## TASK REQUIREMENTS:
Your task is to output every record exactly as it is given.

## INFORMATION PROVIDED:

----

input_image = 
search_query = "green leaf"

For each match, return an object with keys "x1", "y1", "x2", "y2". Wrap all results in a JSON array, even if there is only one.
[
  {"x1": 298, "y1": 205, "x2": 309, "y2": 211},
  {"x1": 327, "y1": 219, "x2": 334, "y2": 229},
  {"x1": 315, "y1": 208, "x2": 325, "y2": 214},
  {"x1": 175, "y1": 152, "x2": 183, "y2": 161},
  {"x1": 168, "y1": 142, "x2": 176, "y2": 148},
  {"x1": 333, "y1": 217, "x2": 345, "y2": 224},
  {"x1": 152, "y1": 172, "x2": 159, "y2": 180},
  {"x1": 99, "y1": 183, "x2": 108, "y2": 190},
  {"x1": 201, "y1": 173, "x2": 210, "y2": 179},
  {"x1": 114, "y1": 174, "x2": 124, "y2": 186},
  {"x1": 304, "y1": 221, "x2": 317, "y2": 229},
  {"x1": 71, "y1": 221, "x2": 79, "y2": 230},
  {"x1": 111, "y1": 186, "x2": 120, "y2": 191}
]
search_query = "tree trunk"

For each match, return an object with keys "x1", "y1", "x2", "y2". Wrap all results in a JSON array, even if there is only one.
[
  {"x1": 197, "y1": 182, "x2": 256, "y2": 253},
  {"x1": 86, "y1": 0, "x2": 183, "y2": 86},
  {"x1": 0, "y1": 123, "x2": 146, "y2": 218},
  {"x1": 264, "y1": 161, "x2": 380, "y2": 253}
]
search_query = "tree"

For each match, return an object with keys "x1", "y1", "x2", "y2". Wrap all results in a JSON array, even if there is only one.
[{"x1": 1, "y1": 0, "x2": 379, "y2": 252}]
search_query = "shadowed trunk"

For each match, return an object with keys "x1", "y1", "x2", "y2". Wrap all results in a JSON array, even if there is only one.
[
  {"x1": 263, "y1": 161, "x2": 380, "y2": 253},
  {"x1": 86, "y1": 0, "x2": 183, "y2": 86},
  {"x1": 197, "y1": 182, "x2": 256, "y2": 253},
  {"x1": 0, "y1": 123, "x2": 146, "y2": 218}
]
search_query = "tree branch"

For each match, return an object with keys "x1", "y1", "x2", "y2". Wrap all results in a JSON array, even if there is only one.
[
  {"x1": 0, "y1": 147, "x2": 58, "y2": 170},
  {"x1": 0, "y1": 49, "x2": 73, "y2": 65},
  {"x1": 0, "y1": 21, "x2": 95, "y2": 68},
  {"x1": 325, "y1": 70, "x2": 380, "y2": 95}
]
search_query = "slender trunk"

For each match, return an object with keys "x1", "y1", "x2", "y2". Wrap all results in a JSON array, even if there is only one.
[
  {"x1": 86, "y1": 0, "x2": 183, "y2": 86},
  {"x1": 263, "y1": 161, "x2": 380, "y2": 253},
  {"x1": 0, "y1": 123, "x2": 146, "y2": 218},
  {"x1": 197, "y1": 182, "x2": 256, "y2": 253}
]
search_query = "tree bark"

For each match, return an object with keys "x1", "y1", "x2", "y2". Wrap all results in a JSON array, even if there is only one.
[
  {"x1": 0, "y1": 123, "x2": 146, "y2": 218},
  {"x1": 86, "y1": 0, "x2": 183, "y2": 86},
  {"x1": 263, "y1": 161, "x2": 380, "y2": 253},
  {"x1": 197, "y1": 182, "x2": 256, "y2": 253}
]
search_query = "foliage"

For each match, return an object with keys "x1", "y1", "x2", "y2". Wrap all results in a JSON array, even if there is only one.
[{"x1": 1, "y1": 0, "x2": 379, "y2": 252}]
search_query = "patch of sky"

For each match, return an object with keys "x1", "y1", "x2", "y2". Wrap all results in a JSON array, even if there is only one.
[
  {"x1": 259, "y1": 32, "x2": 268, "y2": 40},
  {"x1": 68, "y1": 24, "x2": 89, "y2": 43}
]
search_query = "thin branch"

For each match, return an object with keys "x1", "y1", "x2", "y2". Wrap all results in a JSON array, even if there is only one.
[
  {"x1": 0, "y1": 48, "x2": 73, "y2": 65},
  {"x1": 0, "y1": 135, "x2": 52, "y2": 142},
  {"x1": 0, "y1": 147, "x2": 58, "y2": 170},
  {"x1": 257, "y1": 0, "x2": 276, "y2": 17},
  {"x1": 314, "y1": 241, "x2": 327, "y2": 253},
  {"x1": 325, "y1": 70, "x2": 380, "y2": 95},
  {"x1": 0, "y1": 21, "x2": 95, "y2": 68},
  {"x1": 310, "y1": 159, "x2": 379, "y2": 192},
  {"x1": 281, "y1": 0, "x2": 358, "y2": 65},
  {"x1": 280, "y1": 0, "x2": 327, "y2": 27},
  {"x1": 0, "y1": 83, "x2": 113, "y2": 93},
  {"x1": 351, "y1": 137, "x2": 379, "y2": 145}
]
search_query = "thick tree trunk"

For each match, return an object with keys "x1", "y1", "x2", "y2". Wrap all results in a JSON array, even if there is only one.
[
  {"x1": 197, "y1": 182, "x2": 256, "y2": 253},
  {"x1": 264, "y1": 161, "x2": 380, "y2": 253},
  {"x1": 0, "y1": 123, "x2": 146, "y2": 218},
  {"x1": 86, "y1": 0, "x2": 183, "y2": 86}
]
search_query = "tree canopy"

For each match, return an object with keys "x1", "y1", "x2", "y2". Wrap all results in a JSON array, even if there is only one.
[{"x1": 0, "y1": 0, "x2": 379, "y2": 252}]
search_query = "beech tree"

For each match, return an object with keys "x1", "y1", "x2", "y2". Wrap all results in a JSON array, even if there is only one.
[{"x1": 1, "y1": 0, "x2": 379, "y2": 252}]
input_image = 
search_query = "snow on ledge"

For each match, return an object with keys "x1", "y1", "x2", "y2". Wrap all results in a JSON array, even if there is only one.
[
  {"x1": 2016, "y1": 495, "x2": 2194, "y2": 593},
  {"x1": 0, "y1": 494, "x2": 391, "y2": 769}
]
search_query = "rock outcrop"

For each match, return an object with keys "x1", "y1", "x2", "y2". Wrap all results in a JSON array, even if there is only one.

----

## THE COMPLETED TASK:
input_image = 
search_query = "green leaf"

For each match, return an object with keys "x1", "y1", "x2", "y2". Wrap all results in a JSON array, even if there is only one.
[
  {"x1": 298, "y1": 205, "x2": 309, "y2": 211},
  {"x1": 327, "y1": 219, "x2": 334, "y2": 229},
  {"x1": 315, "y1": 208, "x2": 325, "y2": 214},
  {"x1": 175, "y1": 152, "x2": 183, "y2": 161},
  {"x1": 168, "y1": 142, "x2": 176, "y2": 148},
  {"x1": 333, "y1": 217, "x2": 345, "y2": 224},
  {"x1": 152, "y1": 172, "x2": 159, "y2": 180},
  {"x1": 99, "y1": 183, "x2": 108, "y2": 190},
  {"x1": 201, "y1": 173, "x2": 210, "y2": 179},
  {"x1": 114, "y1": 174, "x2": 124, "y2": 186},
  {"x1": 304, "y1": 221, "x2": 317, "y2": 229},
  {"x1": 71, "y1": 221, "x2": 79, "y2": 230},
  {"x1": 111, "y1": 186, "x2": 120, "y2": 191}
]
search_query = "tree trunk"

For each match, return an object with keys "x1", "y1", "x2", "y2". Wrap all results in a JSON array, even if there is only one.
[
  {"x1": 197, "y1": 182, "x2": 256, "y2": 253},
  {"x1": 86, "y1": 0, "x2": 183, "y2": 86},
  {"x1": 0, "y1": 123, "x2": 146, "y2": 218},
  {"x1": 264, "y1": 161, "x2": 380, "y2": 253}
]
search_query = "tree"

For each match, return an object with keys "x1", "y1", "x2", "y2". Wrap all results in a JSON array, even if there is only one.
[{"x1": 1, "y1": 0, "x2": 379, "y2": 252}]
search_query = "shadowed trunk"

For each match, return an object with keys "x1", "y1", "x2", "y2". Wrap all results in a JSON array, even if there is only one.
[
  {"x1": 263, "y1": 161, "x2": 380, "y2": 253},
  {"x1": 86, "y1": 0, "x2": 183, "y2": 86},
  {"x1": 197, "y1": 182, "x2": 256, "y2": 253},
  {"x1": 0, "y1": 123, "x2": 146, "y2": 218}
]
search_query = "tree branch"

For each match, return an object with keys "x1", "y1", "x2", "y2". Wrap all results in a JSON array, even if there is only one.
[
  {"x1": 0, "y1": 147, "x2": 58, "y2": 170},
  {"x1": 0, "y1": 49, "x2": 73, "y2": 65},
  {"x1": 0, "y1": 21, "x2": 95, "y2": 68},
  {"x1": 325, "y1": 70, "x2": 380, "y2": 95}
]
search_query = "slender trunk"

For each match, return an object with keys "x1", "y1", "x2", "y2". Wrap all results in a JSON array, even if there is only one.
[
  {"x1": 86, "y1": 0, "x2": 183, "y2": 86},
  {"x1": 263, "y1": 161, "x2": 380, "y2": 253},
  {"x1": 0, "y1": 123, "x2": 146, "y2": 218},
  {"x1": 197, "y1": 182, "x2": 256, "y2": 253}
]
search_query = "tree bark"

For each match, return an object with keys "x1", "y1", "x2", "y2". Wrap all results in a JSON array, even if there is only one.
[
  {"x1": 0, "y1": 123, "x2": 146, "y2": 218},
  {"x1": 86, "y1": 0, "x2": 183, "y2": 86},
  {"x1": 263, "y1": 161, "x2": 380, "y2": 253},
  {"x1": 197, "y1": 182, "x2": 256, "y2": 253}
]
search_query = "foliage"

For each match, return an object with keys "x1", "y1", "x2", "y2". Wrap all results in a JSON array, even if there is only one.
[{"x1": 1, "y1": 0, "x2": 379, "y2": 252}]
search_query = "patch of sky"

For each match, return an object with keys "x1", "y1", "x2", "y2". Wrap all results in a JSON array, even if there is only one.
[
  {"x1": 259, "y1": 32, "x2": 268, "y2": 40},
  {"x1": 68, "y1": 24, "x2": 89, "y2": 43}
]
search_query = "thin branch"

For each match, return an object with keys "x1", "y1", "x2", "y2". Wrap all results in a JSON array, even if there is only one.
[
  {"x1": 0, "y1": 48, "x2": 73, "y2": 65},
  {"x1": 0, "y1": 135, "x2": 52, "y2": 142},
  {"x1": 0, "y1": 147, "x2": 58, "y2": 170},
  {"x1": 257, "y1": 0, "x2": 276, "y2": 17},
  {"x1": 314, "y1": 241, "x2": 327, "y2": 253},
  {"x1": 325, "y1": 70, "x2": 380, "y2": 95},
  {"x1": 0, "y1": 21, "x2": 95, "y2": 68},
  {"x1": 310, "y1": 159, "x2": 379, "y2": 192},
  {"x1": 281, "y1": 0, "x2": 358, "y2": 65},
  {"x1": 280, "y1": 0, "x2": 327, "y2": 27},
  {"x1": 0, "y1": 83, "x2": 113, "y2": 93},
  {"x1": 351, "y1": 137, "x2": 379, "y2": 145}
]
search_query = "thick tree trunk"

For each match, return an object with keys "x1", "y1", "x2", "y2". Wrap all results in a JSON array, even if there is only one.
[
  {"x1": 197, "y1": 182, "x2": 256, "y2": 253},
  {"x1": 264, "y1": 161, "x2": 380, "y2": 253},
  {"x1": 0, "y1": 123, "x2": 146, "y2": 218},
  {"x1": 86, "y1": 0, "x2": 183, "y2": 86}
]
search_query = "tree canopy"

For each match, return an object with keys "x1", "y1", "x2", "y2". Wrap all results in a JSON array, even if there is only one.
[{"x1": 0, "y1": 0, "x2": 379, "y2": 252}]
search_query = "beech tree"

For each match, return an object with keys "x1", "y1", "x2", "y2". Wrap all results in a JSON array, even if there is only one.
[{"x1": 1, "y1": 0, "x2": 379, "y2": 252}]
input_image = 
search_query = "snow on ledge"

For each match, return an object with keys "x1", "y1", "x2", "y2". Wrap all results in a JSON array, even if there is only one.
[
  {"x1": 2016, "y1": 495, "x2": 2194, "y2": 593},
  {"x1": 0, "y1": 494, "x2": 391, "y2": 769}
]
search_query = "rock outcrop"

For each match, return an object with keys "x1", "y1", "x2", "y2". Wrap all results in a JSON array, even if there is only one.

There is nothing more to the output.